# Problem to work on
The data must be written out once more, precisely as given.

# Provided records
:::

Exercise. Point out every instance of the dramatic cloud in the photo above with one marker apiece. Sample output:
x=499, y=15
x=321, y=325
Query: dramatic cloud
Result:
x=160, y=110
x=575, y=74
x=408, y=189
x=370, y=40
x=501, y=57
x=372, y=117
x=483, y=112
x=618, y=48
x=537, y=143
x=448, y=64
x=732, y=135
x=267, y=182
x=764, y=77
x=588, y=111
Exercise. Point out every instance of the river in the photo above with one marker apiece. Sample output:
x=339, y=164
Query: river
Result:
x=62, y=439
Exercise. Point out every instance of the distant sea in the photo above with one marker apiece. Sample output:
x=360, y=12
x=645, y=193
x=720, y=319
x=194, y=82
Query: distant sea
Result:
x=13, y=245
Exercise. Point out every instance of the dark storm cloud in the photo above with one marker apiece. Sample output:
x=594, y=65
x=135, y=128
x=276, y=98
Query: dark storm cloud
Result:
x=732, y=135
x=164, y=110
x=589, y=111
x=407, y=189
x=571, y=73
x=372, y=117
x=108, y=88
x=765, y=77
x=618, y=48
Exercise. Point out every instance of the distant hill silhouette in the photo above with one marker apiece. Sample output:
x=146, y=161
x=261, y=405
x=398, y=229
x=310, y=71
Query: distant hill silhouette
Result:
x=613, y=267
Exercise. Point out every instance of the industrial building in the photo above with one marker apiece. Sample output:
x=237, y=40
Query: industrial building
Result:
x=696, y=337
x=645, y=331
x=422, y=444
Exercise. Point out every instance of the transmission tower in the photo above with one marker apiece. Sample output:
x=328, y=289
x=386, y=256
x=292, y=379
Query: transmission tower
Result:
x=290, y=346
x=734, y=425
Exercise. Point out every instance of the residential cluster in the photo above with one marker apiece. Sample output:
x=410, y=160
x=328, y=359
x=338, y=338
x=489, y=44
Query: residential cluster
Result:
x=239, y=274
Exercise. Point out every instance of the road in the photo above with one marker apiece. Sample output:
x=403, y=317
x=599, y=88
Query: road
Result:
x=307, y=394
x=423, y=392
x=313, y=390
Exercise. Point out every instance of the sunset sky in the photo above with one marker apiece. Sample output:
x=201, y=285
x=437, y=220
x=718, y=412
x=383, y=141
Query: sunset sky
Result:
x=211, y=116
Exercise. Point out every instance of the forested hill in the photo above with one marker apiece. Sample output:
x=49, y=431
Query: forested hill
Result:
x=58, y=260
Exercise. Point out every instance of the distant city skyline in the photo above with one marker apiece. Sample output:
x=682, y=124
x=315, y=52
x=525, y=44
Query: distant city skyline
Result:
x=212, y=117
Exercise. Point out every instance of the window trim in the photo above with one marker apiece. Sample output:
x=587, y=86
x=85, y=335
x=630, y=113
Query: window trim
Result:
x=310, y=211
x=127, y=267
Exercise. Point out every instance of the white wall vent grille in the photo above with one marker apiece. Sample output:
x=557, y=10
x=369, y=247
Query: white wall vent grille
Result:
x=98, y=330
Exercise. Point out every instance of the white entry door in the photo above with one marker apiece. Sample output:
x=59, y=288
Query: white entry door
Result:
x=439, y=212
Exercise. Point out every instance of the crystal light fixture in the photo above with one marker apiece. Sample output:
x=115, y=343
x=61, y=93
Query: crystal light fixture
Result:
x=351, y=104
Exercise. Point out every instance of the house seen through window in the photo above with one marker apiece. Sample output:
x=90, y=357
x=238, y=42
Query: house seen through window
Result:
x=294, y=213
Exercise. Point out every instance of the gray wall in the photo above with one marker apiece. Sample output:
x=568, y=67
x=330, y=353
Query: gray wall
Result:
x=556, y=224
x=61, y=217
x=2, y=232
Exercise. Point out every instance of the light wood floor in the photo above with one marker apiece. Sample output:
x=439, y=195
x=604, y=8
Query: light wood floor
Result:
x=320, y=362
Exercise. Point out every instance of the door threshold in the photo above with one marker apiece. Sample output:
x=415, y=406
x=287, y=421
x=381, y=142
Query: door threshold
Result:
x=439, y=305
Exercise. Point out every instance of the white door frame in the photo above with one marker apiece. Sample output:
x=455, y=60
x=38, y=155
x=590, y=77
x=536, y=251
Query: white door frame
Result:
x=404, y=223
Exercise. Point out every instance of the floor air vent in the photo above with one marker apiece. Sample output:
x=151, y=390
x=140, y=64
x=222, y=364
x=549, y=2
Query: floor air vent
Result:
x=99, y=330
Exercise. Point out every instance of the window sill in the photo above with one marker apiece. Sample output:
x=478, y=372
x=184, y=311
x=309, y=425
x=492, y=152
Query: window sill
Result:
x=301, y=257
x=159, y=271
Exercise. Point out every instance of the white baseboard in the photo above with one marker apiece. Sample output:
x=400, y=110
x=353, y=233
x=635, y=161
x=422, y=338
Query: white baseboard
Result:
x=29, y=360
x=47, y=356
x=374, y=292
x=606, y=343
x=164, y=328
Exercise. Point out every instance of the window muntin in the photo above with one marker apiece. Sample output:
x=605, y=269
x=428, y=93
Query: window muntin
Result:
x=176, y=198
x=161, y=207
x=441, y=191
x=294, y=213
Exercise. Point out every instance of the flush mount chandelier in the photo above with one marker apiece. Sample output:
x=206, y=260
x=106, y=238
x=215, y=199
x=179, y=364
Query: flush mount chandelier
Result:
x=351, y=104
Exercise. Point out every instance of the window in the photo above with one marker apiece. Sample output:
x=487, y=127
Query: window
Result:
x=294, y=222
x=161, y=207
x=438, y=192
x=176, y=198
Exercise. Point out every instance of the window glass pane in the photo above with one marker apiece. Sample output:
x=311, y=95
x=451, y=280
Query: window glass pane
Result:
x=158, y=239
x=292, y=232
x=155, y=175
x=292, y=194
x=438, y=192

:::

# Task solution
Exercise. Point out every instance of the dramatic cloud in the photo above with one marker apiece. Sample output:
x=499, y=15
x=321, y=325
Query: dramatic cloud
Result:
x=160, y=110
x=575, y=74
x=408, y=189
x=370, y=40
x=501, y=57
x=372, y=117
x=483, y=112
x=618, y=48
x=537, y=143
x=448, y=64
x=732, y=135
x=267, y=182
x=764, y=77
x=588, y=111
Exercise. Point out every instance of the river in the photo above with one marker apiece. Sample output:
x=339, y=164
Query: river
Result:
x=62, y=439
Exercise. Point out every instance of the distant sea in the photo above with one marker apiece. Sample output:
x=360, y=12
x=645, y=193
x=720, y=319
x=194, y=82
Query: distant sea
Result:
x=13, y=245
Exercise. Point out every instance of the dark storm cloud in the photo above with one marker apiece. Sample output:
x=594, y=65
x=135, y=128
x=276, y=98
Query: dark storm cloud
Result:
x=732, y=135
x=164, y=110
x=589, y=111
x=407, y=189
x=571, y=73
x=372, y=117
x=108, y=88
x=765, y=77
x=618, y=48
Exercise. Point out every instance of the distant hill silhouette in the photo above with one marker apiece. Sample output:
x=146, y=161
x=261, y=405
x=398, y=229
x=310, y=71
Query: distant hill silhouette
Result:
x=613, y=267
Exercise. Point out every instance of the industrial building in the photo above with one marker apiece. Sample output:
x=237, y=40
Query: industrial building
Result:
x=696, y=337
x=645, y=331
x=422, y=444
Exercise. Point out every instance of the transmission tower in the photo above with one marker apiece. Sample output:
x=328, y=289
x=386, y=256
x=292, y=379
Query: transmission tower
Result:
x=290, y=346
x=734, y=425
Exercise. Point out every instance of the residential cluster in the photo above with one marker apiece. Sample output:
x=410, y=160
x=328, y=359
x=338, y=338
x=489, y=44
Query: residential cluster
Result:
x=239, y=274
Exercise. Point out every instance of the road in the photo above with one marker apiece. Sample output:
x=403, y=317
x=599, y=88
Query: road
Result:
x=307, y=394
x=423, y=392
x=313, y=390
Exercise. Point out every instance of the sunset sky in the photo above with one marker apiece. Sample output:
x=201, y=285
x=437, y=220
x=718, y=412
x=383, y=141
Query: sunset sky
Result:
x=211, y=116
Exercise. Point out every instance of the forested hill in the photo above with one marker apiece. Sample output:
x=49, y=431
Query: forested hill
Result:
x=58, y=260
Exercise. Point out every instance of the distant city skyline in the photo above with one marker apiece. Sample output:
x=682, y=124
x=315, y=52
x=525, y=44
Query: distant city skyline
Result:
x=212, y=117
Exercise. Point out every instance of the window trim in the photo above with one marker apiece. Sample output:
x=587, y=86
x=85, y=335
x=630, y=113
Query: window trim
Result:
x=310, y=211
x=127, y=267
Exercise. Point out every instance of the white wall vent grille in the photo above with one marker apiece. Sample output:
x=557, y=10
x=369, y=247
Query: white wall vent grille
Result:
x=98, y=330
Exercise. Point out every instance of the white entry door in the photo above with one marker apiece. Sample output:
x=59, y=288
Query: white entry door
Result:
x=439, y=212
Exercise. Point out every instance of the crystal light fixture in the photo above with one marker apiece. Sample output:
x=115, y=343
x=61, y=93
Query: crystal light fixture
Result:
x=351, y=104
Exercise. Point out every instance of the house seen through window in the photo above with one marker apiece. Sample output:
x=90, y=357
x=238, y=42
Query: house seen through window
Result:
x=294, y=213
Exercise. Point out every instance of the gray wall in the photo above with one marker apiece. Sample output:
x=568, y=67
x=330, y=353
Query: gray wall
Result:
x=556, y=224
x=61, y=217
x=2, y=232
Exercise. Point out every instance of the light wood floor in the photo above with one marker apiece. Sample output:
x=439, y=195
x=604, y=8
Query: light wood floor
Result:
x=320, y=362
Exercise. Point out every instance of the door threshold in the photo above with one marker apiece. Sample output:
x=415, y=406
x=287, y=421
x=381, y=142
Query: door threshold
Result:
x=439, y=305
Exercise. Point out every instance of the white door frame in the photo above with one marker apiece. Sample output:
x=455, y=60
x=38, y=155
x=590, y=77
x=536, y=251
Query: white door frame
Result:
x=404, y=223
Exercise. Point out every instance of the floor air vent in the photo above with one marker apiece. Sample output:
x=151, y=390
x=140, y=64
x=222, y=364
x=549, y=2
Query: floor air vent
Result:
x=99, y=330
Exercise. Point out every instance of the window sill in the photo above with one marker apiece. Sample output:
x=478, y=372
x=184, y=311
x=309, y=425
x=492, y=152
Query: window sill
Result:
x=301, y=257
x=159, y=271
Exercise. Point out every instance of the white baseboard in the photo above with one marker apiece. Sample output:
x=400, y=110
x=353, y=233
x=635, y=161
x=422, y=338
Query: white baseboard
Result:
x=29, y=360
x=47, y=356
x=374, y=292
x=606, y=343
x=164, y=328
Exercise. Point out every instance of the window muntin in the photo above with one marker apiece. Sample output:
x=605, y=269
x=428, y=93
Query: window muntin
Result:
x=176, y=198
x=161, y=207
x=441, y=191
x=294, y=213
Exercise. Point out every instance of the flush mount chandelier in the photo above with one marker apiece. Sample output:
x=206, y=260
x=106, y=238
x=215, y=199
x=179, y=364
Query: flush mount chandelier
Result:
x=351, y=104
Exercise. Point out every instance of the window in the photo above with one marker apiece. Sample output:
x=487, y=127
Query: window
Result:
x=294, y=222
x=161, y=207
x=438, y=192
x=176, y=198
Exercise. Point out every instance of the window glass pane in the photo above with one marker apiece. Sample output:
x=311, y=95
x=451, y=280
Query: window glass pane
Result:
x=158, y=239
x=292, y=232
x=155, y=175
x=292, y=194
x=438, y=192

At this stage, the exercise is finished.